▶ [THE PROBLEM]: Search the records for the word "covered" and copy each line in which it appears.

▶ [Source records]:
============================================================

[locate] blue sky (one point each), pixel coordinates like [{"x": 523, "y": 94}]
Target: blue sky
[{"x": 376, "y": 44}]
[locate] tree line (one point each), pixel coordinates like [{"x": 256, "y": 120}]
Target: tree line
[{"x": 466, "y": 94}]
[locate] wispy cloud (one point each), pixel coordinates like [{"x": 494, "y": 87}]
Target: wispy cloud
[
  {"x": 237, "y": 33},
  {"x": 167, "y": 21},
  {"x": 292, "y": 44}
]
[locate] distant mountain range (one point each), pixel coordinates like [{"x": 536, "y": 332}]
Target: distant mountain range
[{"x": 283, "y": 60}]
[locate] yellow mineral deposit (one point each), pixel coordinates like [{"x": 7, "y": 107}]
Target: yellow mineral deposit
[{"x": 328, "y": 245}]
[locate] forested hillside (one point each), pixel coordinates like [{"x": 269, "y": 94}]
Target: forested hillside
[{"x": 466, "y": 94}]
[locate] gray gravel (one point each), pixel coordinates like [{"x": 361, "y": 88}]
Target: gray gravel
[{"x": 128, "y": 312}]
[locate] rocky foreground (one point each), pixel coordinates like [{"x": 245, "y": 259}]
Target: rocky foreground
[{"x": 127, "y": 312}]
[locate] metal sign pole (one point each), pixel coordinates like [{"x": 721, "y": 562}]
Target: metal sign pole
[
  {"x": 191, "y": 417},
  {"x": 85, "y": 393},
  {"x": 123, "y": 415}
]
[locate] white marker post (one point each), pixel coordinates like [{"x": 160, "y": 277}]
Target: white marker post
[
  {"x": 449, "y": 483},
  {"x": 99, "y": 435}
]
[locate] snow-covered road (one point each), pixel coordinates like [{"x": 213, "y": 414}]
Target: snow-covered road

============================================================

▶ [RESULT]:
[locate] snow-covered road (one point each), pixel coordinates like [{"x": 213, "y": 414}]
Target: snow-covered road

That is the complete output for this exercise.